↓↓↓

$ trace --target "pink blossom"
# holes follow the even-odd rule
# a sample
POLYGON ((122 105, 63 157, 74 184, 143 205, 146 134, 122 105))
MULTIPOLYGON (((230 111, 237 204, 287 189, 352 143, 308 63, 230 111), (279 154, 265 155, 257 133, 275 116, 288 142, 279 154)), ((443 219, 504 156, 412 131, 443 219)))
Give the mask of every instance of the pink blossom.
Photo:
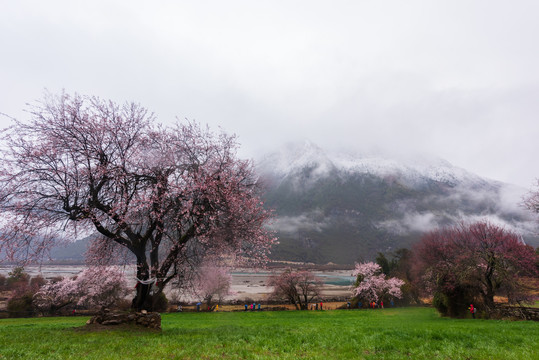
POLYGON ((382 268, 376 263, 356 264, 352 275, 357 278, 356 286, 352 291, 354 296, 360 299, 378 302, 386 296, 399 299, 402 297, 401 286, 404 285, 404 281, 386 278, 382 273, 382 268))
POLYGON ((232 276, 227 267, 204 264, 196 271, 191 291, 211 306, 213 300, 220 303, 225 296, 232 294, 231 284, 232 276))
POLYGON ((43 312, 68 306, 110 306, 130 290, 123 272, 114 266, 93 266, 74 278, 49 282, 34 295, 34 305, 43 312))
MULTIPOLYGON (((90 262, 129 254, 156 293, 207 256, 267 259, 271 212, 235 136, 155 125, 140 105, 79 95, 50 95, 30 112, 3 139, 0 253, 40 260, 62 239, 97 233, 90 262)), ((137 287, 134 306, 151 307, 149 293, 137 287)))

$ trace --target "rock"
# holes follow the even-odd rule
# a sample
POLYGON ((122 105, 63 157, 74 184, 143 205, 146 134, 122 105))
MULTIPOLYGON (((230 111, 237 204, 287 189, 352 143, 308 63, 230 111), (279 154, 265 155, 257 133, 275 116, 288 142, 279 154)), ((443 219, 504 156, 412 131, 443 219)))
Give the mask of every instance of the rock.
POLYGON ((124 323, 123 321, 121 320, 105 320, 101 323, 101 325, 120 325, 124 323))
POLYGON ((101 325, 113 326, 133 322, 137 325, 144 326, 150 329, 161 330, 161 315, 159 313, 149 313, 144 310, 140 313, 129 314, 119 314, 103 311, 88 320, 86 324, 91 325, 98 323, 101 325))

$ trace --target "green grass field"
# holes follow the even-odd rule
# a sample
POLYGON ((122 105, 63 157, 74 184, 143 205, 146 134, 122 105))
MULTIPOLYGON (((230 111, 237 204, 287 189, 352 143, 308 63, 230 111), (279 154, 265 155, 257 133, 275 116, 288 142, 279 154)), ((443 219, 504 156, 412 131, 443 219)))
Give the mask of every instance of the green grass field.
POLYGON ((539 359, 539 323, 431 308, 164 314, 162 332, 0 320, 0 359, 539 359))

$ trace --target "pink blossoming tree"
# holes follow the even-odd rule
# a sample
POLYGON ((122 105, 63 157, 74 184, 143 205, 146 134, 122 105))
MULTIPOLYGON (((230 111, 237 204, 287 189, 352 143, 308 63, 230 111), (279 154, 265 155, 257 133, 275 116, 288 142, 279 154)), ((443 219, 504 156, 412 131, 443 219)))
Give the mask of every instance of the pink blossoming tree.
POLYGON ((140 105, 79 95, 49 95, 30 113, 3 138, 8 258, 36 260, 60 239, 96 232, 94 261, 121 249, 133 256, 135 309, 151 309, 150 288, 155 298, 205 256, 265 259, 270 212, 234 136, 193 122, 155 125, 140 105))
POLYGON ((492 309, 494 296, 529 300, 525 277, 537 276, 534 249, 487 221, 447 227, 423 236, 415 247, 416 273, 439 301, 439 310, 460 316, 471 302, 492 309))
POLYGON ((74 279, 52 281, 34 294, 33 305, 42 314, 56 314, 59 310, 76 304, 79 287, 74 279))
POLYGON ((124 273, 115 266, 93 266, 74 278, 41 287, 33 304, 41 312, 55 313, 68 306, 109 307, 130 293, 124 273))
POLYGON ((354 296, 365 302, 378 302, 384 299, 401 298, 404 281, 384 275, 380 265, 373 262, 356 264, 352 272, 356 284, 352 288, 354 296))
POLYGON ((225 296, 231 295, 232 276, 224 266, 204 264, 194 276, 193 294, 201 297, 208 307, 214 300, 220 303, 225 296))

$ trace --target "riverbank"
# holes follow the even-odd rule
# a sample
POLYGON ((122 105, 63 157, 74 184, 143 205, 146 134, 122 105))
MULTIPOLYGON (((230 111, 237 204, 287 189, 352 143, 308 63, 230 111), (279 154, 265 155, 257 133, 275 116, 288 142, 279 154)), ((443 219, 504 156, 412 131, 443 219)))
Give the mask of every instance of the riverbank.
MULTIPOLYGON (((314 267, 314 265, 310 265, 314 267)), ((249 268, 235 268, 231 271, 232 285, 231 295, 224 300, 230 302, 236 300, 238 302, 254 301, 266 302, 269 300, 269 294, 272 288, 269 287, 268 279, 274 273, 284 271, 286 267, 273 266, 265 270, 255 270, 249 268)), ((13 269, 13 266, 0 266, 0 274, 5 276, 13 269)), ((28 266, 25 268, 30 276, 43 276, 45 279, 54 277, 72 277, 79 274, 84 269, 84 265, 42 265, 28 266)), ((311 269, 313 273, 322 281, 321 297, 323 300, 344 300, 351 295, 350 286, 354 278, 351 276, 352 271, 349 269, 331 269, 322 267, 322 269, 311 269)), ((135 267, 126 266, 125 274, 129 281, 129 286, 134 287, 136 283, 135 267)), ((182 302, 193 302, 194 299, 187 294, 177 292, 173 286, 166 289, 167 297, 176 297, 175 300, 182 302)), ((1 304, 0 304, 1 305, 1 304)))

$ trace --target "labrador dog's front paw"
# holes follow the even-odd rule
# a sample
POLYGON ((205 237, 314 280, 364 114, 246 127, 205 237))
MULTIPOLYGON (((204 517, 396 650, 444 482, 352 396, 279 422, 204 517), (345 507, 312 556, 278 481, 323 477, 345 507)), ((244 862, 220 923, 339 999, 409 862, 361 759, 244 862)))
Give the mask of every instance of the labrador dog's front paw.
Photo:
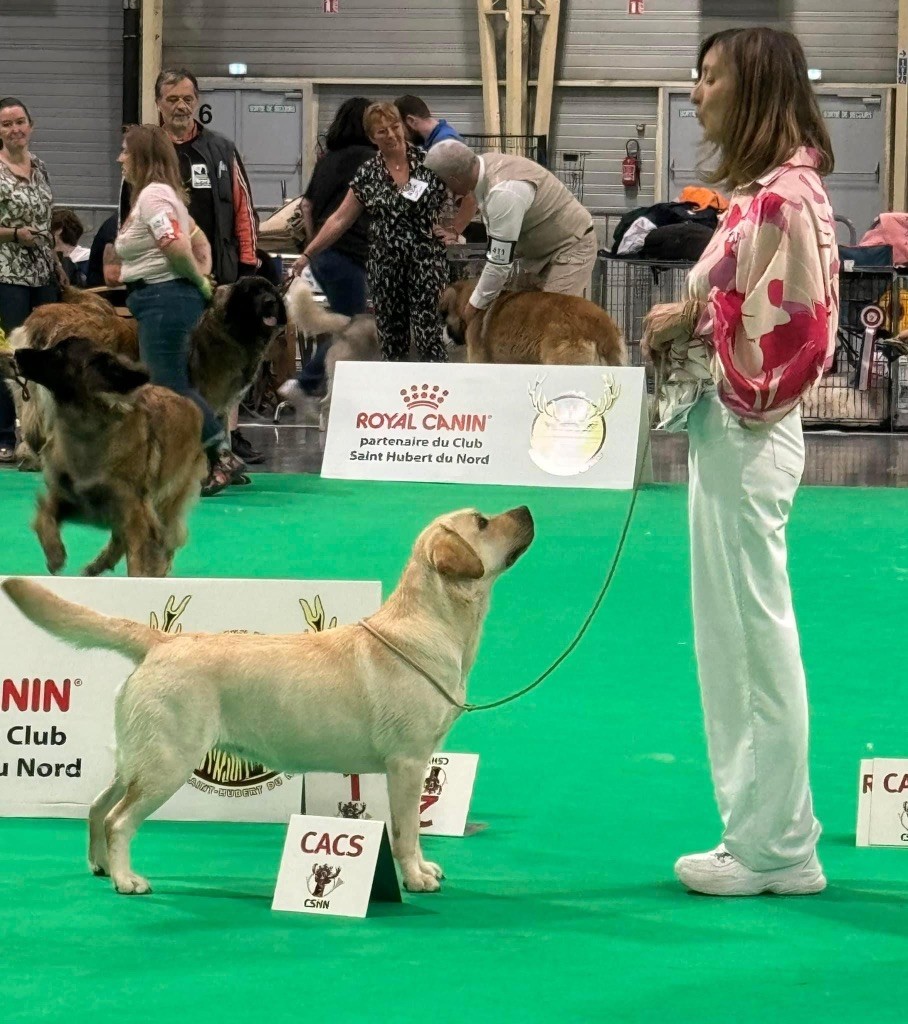
POLYGON ((151 892, 151 885, 147 878, 141 875, 121 875, 114 879, 114 888, 122 896, 145 896, 151 892))
POLYGON ((439 881, 445 877, 441 864, 436 864, 433 860, 424 860, 419 866, 422 868, 423 874, 433 875, 439 881))
POLYGON ((435 875, 416 872, 404 878, 404 888, 407 892, 438 892, 441 883, 435 875))

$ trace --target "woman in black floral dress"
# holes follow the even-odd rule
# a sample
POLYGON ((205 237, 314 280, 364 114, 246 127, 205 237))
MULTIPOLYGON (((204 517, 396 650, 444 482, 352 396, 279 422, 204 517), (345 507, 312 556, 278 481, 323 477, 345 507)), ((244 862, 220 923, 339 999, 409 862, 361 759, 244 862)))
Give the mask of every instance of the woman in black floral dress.
MULTIPOLYGON (((32 119, 21 100, 0 99, 0 328, 9 336, 29 313, 56 302, 54 204, 47 169, 28 149, 32 119)), ((0 381, 0 463, 13 462, 16 408, 0 381)))
POLYGON ((406 359, 410 336, 419 358, 447 361, 438 299, 448 280, 444 244, 434 233, 447 199, 441 180, 423 167, 423 153, 408 146, 397 108, 373 103, 363 115, 378 153, 356 172, 346 198, 306 246, 293 272, 369 214, 367 274, 382 358, 406 359))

↑↑↑

Look through the data and gather every line with the string "front" in it.

**WRITTEN SOLUTION**
$ trace --target "labrador dog's front paw"
Give the mask of every instance of the labrador dog's front paw.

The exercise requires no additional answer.